→ WRITTEN INSTRUCTION
Locate "Where can the tall" in the listing below, then output the line holding it and every line after it, exactly and with nothing else.

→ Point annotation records

________________________

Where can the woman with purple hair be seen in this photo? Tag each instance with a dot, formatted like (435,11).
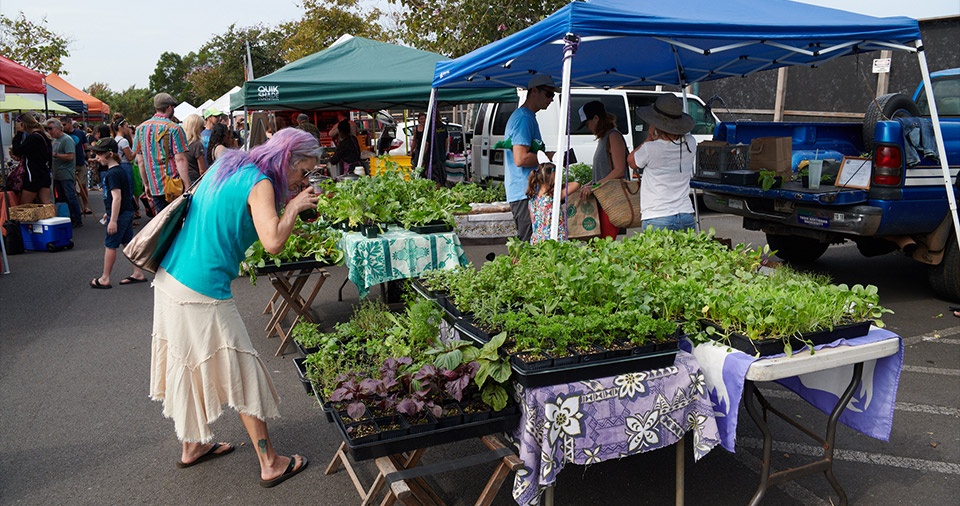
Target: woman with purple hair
(202,356)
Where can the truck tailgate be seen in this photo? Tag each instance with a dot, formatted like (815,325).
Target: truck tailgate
(825,195)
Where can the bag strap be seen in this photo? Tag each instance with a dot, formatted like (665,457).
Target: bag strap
(607,147)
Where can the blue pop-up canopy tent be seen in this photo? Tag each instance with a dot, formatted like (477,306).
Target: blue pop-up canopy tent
(609,43)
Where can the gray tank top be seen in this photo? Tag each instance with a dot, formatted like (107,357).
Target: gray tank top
(601,163)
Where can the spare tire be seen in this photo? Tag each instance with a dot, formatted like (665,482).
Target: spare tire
(886,107)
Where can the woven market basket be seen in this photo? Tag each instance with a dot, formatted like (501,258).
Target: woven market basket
(621,201)
(32,212)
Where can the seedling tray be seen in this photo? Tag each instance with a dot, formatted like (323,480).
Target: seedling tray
(430,228)
(503,422)
(767,347)
(295,265)
(424,292)
(311,388)
(555,375)
(302,374)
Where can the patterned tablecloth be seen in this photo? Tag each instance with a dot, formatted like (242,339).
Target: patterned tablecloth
(398,254)
(608,418)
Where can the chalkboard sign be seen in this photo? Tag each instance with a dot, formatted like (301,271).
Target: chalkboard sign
(855,172)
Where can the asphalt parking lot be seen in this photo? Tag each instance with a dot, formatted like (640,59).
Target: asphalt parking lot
(78,427)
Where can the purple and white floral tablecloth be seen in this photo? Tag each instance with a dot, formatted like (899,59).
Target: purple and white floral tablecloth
(608,418)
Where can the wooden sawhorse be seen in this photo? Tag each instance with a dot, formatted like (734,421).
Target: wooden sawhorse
(405,477)
(287,286)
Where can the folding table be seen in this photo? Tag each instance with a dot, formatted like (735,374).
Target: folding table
(771,369)
(405,476)
(288,280)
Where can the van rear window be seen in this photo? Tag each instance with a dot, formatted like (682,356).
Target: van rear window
(504,111)
(613,104)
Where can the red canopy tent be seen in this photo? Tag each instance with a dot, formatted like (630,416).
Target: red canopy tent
(20,79)
(95,107)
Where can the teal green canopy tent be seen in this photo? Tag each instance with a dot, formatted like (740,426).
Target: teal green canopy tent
(359,74)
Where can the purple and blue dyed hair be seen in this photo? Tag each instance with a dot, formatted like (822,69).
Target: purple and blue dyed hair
(285,148)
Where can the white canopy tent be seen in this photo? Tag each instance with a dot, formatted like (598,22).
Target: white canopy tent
(184,109)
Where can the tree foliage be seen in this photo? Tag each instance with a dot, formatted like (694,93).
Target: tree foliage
(135,104)
(324,22)
(170,76)
(456,27)
(32,44)
(219,65)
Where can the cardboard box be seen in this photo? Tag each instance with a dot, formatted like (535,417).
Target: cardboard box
(773,153)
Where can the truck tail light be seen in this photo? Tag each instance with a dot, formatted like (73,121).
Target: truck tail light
(889,166)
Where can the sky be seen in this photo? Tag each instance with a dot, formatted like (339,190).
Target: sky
(114,41)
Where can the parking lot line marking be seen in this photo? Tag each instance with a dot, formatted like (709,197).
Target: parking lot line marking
(932,370)
(899,406)
(930,410)
(935,335)
(941,341)
(857,456)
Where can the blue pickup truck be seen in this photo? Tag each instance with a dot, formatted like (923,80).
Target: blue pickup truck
(901,202)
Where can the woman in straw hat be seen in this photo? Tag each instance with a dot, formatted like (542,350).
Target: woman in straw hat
(610,157)
(34,148)
(666,159)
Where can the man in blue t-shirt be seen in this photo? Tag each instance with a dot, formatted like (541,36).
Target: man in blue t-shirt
(80,173)
(523,133)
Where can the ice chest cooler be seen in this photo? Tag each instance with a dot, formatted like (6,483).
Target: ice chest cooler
(51,234)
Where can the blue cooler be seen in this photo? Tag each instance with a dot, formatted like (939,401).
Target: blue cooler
(51,234)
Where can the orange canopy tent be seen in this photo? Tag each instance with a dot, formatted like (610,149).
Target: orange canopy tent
(18,78)
(95,107)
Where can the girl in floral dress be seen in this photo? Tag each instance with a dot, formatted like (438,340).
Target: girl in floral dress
(540,192)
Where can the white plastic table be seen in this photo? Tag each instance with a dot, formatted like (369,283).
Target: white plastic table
(772,369)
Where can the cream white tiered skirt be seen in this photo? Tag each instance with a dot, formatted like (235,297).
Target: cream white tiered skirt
(202,358)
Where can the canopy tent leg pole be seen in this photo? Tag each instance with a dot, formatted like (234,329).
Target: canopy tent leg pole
(569,48)
(53,188)
(426,128)
(938,134)
(246,133)
(3,243)
(696,206)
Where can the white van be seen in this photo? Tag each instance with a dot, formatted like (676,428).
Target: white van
(492,120)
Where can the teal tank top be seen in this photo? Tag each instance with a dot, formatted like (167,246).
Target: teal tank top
(206,255)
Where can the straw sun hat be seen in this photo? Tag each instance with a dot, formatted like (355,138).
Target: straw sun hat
(666,115)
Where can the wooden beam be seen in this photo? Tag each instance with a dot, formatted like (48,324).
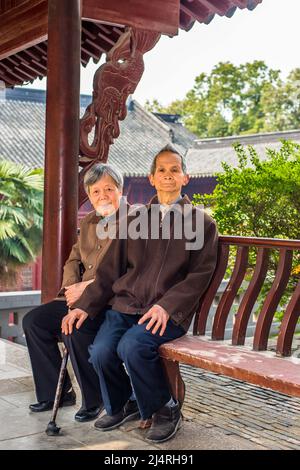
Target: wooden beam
(154,15)
(62,141)
(23,27)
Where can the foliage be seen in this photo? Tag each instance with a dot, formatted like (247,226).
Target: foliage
(235,100)
(21,216)
(260,198)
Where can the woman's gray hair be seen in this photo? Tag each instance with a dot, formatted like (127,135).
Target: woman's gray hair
(97,172)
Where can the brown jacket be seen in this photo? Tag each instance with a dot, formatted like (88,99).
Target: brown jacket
(159,272)
(86,253)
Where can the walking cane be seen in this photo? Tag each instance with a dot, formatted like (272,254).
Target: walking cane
(52,429)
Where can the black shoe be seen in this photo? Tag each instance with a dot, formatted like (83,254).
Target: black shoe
(130,411)
(165,423)
(69,399)
(89,414)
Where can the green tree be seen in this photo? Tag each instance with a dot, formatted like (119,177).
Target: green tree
(21,216)
(236,100)
(260,198)
(281,104)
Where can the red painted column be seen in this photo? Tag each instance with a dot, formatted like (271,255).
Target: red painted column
(62,140)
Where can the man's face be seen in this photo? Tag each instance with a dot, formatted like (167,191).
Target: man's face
(168,176)
(104,196)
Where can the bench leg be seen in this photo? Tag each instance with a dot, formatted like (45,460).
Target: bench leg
(177,386)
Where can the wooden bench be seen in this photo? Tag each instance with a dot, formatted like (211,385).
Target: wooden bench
(253,364)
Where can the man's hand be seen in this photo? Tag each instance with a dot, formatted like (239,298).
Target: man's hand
(74,291)
(158,318)
(69,320)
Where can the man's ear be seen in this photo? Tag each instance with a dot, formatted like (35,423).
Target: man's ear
(186,180)
(150,177)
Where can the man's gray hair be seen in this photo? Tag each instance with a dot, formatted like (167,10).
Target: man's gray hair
(171,149)
(97,172)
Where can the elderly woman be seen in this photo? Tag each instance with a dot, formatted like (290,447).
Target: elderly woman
(42,325)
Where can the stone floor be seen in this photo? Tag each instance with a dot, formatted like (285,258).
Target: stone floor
(219,413)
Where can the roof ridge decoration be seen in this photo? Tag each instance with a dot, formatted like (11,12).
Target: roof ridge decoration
(113,82)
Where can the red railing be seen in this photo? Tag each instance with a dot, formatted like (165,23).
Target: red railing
(286,249)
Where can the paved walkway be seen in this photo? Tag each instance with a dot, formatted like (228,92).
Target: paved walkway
(220,413)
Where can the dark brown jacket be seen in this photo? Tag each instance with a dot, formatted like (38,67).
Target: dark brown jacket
(159,272)
(86,253)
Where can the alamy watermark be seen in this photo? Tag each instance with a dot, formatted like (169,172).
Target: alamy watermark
(180,222)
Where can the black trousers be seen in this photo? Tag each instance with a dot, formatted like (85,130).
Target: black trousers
(119,341)
(42,328)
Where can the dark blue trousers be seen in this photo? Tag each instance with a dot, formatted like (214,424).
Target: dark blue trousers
(121,341)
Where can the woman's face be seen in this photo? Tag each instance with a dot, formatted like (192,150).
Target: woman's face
(104,196)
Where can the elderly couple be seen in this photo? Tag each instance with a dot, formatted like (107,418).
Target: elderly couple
(135,294)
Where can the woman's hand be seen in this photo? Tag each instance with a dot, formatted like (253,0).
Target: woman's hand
(69,320)
(74,291)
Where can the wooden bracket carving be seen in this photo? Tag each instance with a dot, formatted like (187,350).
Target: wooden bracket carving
(113,82)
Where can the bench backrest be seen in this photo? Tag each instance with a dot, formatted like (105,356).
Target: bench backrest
(286,249)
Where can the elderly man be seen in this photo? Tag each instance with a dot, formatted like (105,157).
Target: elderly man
(42,326)
(154,300)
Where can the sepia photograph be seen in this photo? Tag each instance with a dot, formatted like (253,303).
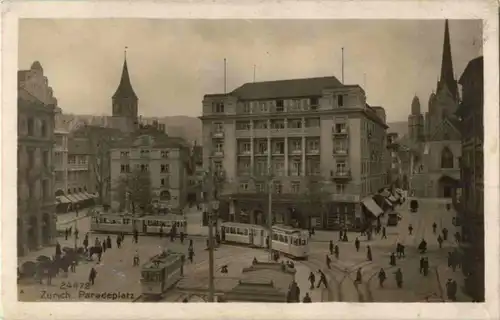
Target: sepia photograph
(250,161)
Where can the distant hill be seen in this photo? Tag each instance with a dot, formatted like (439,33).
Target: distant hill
(399,127)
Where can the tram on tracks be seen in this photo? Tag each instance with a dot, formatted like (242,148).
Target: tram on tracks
(146,225)
(161,273)
(290,241)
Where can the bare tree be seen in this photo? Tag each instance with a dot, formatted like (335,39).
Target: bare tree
(136,186)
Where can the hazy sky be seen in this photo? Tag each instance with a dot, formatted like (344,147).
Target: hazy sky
(173,63)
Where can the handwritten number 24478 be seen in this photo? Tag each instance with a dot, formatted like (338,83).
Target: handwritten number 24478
(75,285)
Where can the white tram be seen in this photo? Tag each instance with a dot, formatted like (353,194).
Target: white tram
(117,223)
(290,241)
(161,272)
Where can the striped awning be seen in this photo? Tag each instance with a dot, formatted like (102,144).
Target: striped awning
(63,199)
(372,206)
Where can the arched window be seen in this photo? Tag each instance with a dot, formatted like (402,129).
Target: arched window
(165,195)
(446,159)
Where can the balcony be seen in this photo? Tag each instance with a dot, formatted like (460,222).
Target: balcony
(343,174)
(218,134)
(341,152)
(343,132)
(218,153)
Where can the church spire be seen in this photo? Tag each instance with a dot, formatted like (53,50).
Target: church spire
(447,75)
(125,89)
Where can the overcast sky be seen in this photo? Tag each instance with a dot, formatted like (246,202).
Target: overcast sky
(173,63)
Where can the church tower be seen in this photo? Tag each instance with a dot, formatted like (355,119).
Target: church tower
(125,101)
(415,121)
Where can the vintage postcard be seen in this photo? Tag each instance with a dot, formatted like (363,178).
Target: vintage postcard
(279,155)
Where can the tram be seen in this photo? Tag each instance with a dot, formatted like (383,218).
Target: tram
(287,240)
(147,225)
(161,273)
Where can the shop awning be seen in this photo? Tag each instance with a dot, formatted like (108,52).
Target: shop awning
(63,199)
(373,207)
(72,198)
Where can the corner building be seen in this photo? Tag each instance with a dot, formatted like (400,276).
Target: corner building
(314,134)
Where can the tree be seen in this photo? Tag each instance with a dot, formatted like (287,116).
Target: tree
(136,186)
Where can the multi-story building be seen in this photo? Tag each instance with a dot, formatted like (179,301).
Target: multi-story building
(310,134)
(36,219)
(165,158)
(470,204)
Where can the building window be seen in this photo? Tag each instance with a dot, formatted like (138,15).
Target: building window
(243,125)
(164,168)
(277,187)
(280,106)
(31,126)
(446,159)
(340,100)
(219,107)
(340,188)
(43,128)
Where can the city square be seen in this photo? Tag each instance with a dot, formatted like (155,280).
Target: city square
(285,189)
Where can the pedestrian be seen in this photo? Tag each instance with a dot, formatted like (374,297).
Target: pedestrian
(307,298)
(445,234)
(392,259)
(451,290)
(399,278)
(108,242)
(426,266)
(384,233)
(322,279)
(92,275)
(312,280)
(58,250)
(359,277)
(440,241)
(381,277)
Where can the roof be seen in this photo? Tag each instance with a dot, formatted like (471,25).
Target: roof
(306,87)
(125,89)
(78,146)
(152,139)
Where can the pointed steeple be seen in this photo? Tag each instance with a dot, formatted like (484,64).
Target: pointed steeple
(447,75)
(125,89)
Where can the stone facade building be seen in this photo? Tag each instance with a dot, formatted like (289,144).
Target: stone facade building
(36,218)
(313,135)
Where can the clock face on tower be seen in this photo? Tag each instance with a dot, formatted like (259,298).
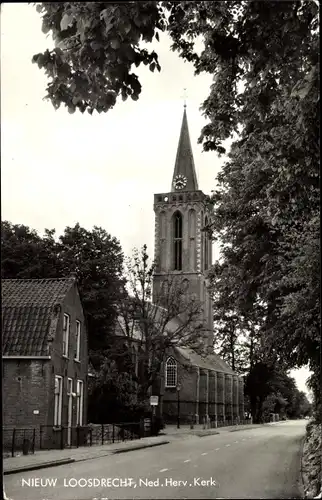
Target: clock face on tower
(180,181)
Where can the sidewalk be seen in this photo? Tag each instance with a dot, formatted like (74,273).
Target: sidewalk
(50,458)
(171,431)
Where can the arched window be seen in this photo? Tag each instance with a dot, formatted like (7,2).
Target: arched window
(177,241)
(206,246)
(171,373)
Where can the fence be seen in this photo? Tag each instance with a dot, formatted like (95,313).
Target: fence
(184,412)
(45,437)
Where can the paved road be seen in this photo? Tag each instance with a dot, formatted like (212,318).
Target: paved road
(254,463)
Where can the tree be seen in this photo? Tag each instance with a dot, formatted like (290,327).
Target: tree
(25,254)
(150,328)
(96,45)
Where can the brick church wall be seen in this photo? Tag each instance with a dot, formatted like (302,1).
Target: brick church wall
(212,394)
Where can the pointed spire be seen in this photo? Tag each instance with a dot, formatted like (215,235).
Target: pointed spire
(185,166)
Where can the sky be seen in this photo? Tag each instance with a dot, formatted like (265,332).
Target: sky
(58,169)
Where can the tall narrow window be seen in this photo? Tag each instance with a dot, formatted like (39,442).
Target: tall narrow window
(78,338)
(171,373)
(206,246)
(177,247)
(66,334)
(79,402)
(58,400)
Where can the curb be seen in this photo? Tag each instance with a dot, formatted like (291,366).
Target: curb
(207,435)
(139,447)
(43,465)
(65,461)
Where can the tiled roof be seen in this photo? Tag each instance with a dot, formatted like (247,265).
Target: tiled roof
(29,314)
(210,362)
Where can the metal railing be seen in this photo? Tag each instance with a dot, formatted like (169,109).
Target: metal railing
(46,437)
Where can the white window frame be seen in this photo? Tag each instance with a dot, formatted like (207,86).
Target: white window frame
(66,328)
(58,400)
(171,363)
(78,340)
(79,402)
(69,386)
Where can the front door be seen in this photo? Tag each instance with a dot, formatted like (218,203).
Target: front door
(70,412)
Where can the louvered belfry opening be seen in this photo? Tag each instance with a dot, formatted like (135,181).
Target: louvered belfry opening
(177,241)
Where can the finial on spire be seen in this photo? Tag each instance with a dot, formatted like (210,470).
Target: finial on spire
(185,98)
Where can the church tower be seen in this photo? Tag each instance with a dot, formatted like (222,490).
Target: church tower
(182,248)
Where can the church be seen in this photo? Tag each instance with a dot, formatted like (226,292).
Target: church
(194,387)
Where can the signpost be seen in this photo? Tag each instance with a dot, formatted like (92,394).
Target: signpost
(154,400)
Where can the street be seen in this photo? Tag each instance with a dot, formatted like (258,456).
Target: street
(252,463)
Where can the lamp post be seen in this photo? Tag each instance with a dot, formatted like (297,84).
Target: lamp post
(178,407)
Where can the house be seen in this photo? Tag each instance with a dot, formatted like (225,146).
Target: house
(45,360)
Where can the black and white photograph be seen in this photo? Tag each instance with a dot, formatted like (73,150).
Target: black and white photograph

________________________

→ THE COMPLETED TASK
Where can the tall narrow window be seen in this photo? Tag each instance with a dot, formatted like (39,442).
Target: tall narrow window
(78,338)
(171,373)
(206,246)
(177,247)
(66,334)
(79,402)
(58,400)
Where can the curb be seen in this photo? Tag each instance with a dot, formatted like (291,366).
Target: curb
(207,435)
(139,447)
(43,465)
(65,461)
Where can the tiled roof be seen in this photo? Tag each instance with a dot, formatted like (247,265).
Target: tiled roof
(29,314)
(210,362)
Where can the metal railing be seen in this photo? Tag each instance with a dot, formatted like (169,109).
Target: metal railing
(46,437)
Where can the white window frame be seen in this photo? Tag each instance with a dot, formatted like (207,86).
Target: white window frame
(66,328)
(58,400)
(171,363)
(78,340)
(79,402)
(69,386)
Where can the front door be seen in this photo? Tag each instance with a dot, formatted like (218,203).
Target: front door
(70,412)
Where can the louvered belfry opening be seen in this photo? Tag each instance with a dot, formatted like (135,181).
Target: louvered belfry opening
(177,241)
Where can the finial on spire be seen in this photo? Tag each instance with a dot, formatted like (210,470).
Target: finial on spire
(185,98)
Where can the church tower be seen in this photo? Tag each instance with a dot, formatted like (222,490).
Target: church tower
(182,248)
Where can the church be seen in this photo? Tag each instance with a dot, formatted like (226,292).
Target: church
(194,387)
Where can the signpost be seen in this photo? Tag each instance with a dot, formatted like (92,394).
Target: signpost
(154,400)
Where can the street be seen in this photo? Tag each instance with a dot, formatted like (258,456).
Target: street
(252,463)
Where can the lamp post be seen in this photo? Tag each instance with a dot, formatted like (297,84).
Target: lamp post
(178,407)
Where can the house be seen in this photo? Tag each instance with a dot, formatted like (225,146).
Target: house
(45,360)
Where can the black and white photograph be seen in this photo? Tag each instance with a dot, formatted like (73,150).
Target: black and white photograph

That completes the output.